__Short problem__
Please collect every line in the listing below that contains the word "white", copying each one in full.

__Record excerpts__
-- Start --

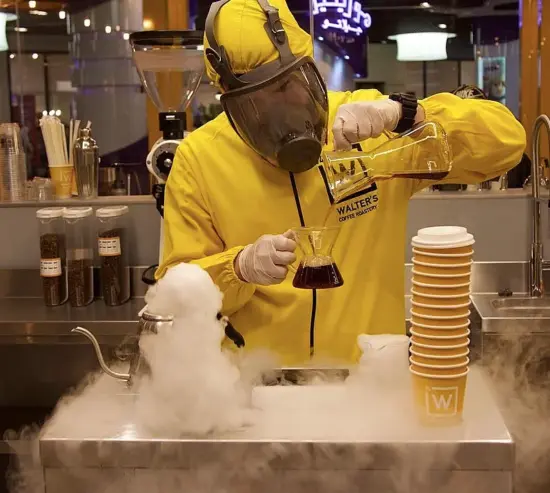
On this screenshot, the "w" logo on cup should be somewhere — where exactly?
[426,387,458,416]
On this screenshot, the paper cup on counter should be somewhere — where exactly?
[411,334,470,350]
[410,337,470,358]
[409,363,468,377]
[411,279,470,298]
[409,346,470,364]
[410,368,469,425]
[413,248,474,266]
[413,258,472,277]
[49,164,74,199]
[411,325,470,339]
[411,312,470,329]
[412,269,470,290]
[411,301,470,320]
[409,354,470,371]
[412,289,470,308]
[412,320,470,332]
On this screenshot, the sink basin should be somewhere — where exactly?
[491,298,550,312]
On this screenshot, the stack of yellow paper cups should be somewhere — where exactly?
[410,226,474,423]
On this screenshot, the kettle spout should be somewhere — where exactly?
[71,327,130,382]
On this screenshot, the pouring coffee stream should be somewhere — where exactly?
[321,121,452,205]
[291,121,452,289]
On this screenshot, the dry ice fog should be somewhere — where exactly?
[6,265,550,493]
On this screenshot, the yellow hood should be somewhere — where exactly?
[204,0,313,83]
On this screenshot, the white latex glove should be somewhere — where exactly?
[332,99,402,151]
[236,231,296,286]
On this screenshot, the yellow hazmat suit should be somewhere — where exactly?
[157,0,525,365]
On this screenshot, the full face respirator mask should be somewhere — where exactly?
[205,0,328,173]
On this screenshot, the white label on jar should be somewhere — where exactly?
[97,236,121,257]
[40,258,61,277]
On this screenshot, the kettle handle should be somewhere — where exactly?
[217,312,245,348]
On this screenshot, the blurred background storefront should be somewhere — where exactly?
[0,0,550,186]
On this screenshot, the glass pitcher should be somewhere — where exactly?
[322,121,452,203]
[292,226,344,289]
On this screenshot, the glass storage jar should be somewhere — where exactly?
[95,205,130,306]
[63,207,94,307]
[36,207,67,306]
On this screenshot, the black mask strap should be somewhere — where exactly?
[257,0,296,66]
[205,0,296,90]
[204,0,242,89]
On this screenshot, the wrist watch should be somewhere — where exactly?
[390,92,418,134]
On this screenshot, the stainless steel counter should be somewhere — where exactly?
[40,369,514,493]
[472,294,550,335]
[0,298,144,345]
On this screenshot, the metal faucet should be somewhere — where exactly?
[529,115,550,298]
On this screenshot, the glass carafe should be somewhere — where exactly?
[292,227,344,289]
[322,121,452,203]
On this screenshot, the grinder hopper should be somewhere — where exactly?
[130,31,204,183]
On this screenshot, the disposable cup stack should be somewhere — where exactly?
[409,226,474,423]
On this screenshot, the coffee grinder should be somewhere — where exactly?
[130,31,205,272]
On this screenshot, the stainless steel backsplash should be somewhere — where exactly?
[0,262,529,298]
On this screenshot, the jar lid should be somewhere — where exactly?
[95,205,129,219]
[63,207,92,219]
[36,207,65,219]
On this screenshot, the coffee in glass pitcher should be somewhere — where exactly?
[292,226,344,289]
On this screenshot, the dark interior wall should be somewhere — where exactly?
[195,0,213,31]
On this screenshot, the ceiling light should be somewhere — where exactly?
[388,32,456,62]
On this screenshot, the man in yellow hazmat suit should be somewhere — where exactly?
[157,0,525,365]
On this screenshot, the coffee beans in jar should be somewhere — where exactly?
[63,207,94,307]
[36,207,67,306]
[96,205,130,306]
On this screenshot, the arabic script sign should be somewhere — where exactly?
[313,0,372,36]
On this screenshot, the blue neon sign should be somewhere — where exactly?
[313,0,372,36]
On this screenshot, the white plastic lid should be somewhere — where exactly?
[63,207,93,219]
[36,207,65,219]
[95,205,129,219]
[412,226,474,248]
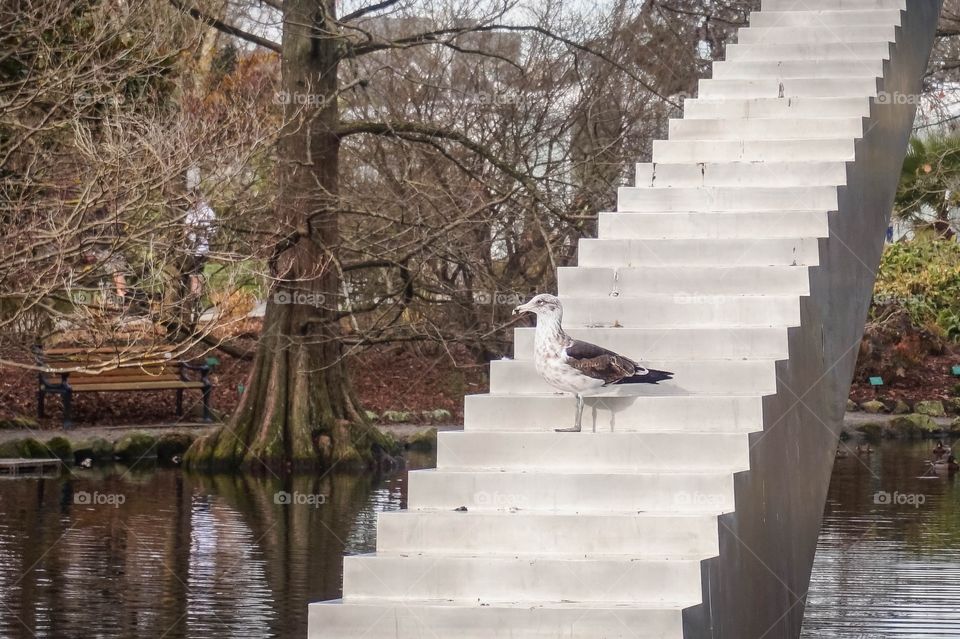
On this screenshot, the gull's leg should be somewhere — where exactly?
[556,393,583,433]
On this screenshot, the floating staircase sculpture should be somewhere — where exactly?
[309,0,940,639]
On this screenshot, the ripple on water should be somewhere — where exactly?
[802,444,960,639]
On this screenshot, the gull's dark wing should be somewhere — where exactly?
[566,339,638,384]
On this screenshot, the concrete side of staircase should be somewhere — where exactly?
[309,0,940,639]
[684,0,941,639]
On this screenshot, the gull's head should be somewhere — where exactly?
[513,293,563,321]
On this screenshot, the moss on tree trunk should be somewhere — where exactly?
[186,0,395,470]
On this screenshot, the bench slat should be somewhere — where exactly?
[42,344,173,357]
[67,374,183,386]
[70,381,204,393]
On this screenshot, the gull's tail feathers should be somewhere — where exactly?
[617,368,673,384]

-- End --

__Exercise result__
On this screenshot, the white latex glove should be somewhere — where exactly?
On this screenshot, the white label on jar should be somewhere — where exactly?
On this screenshot, the white plastic lid should be somewhere — where exactly?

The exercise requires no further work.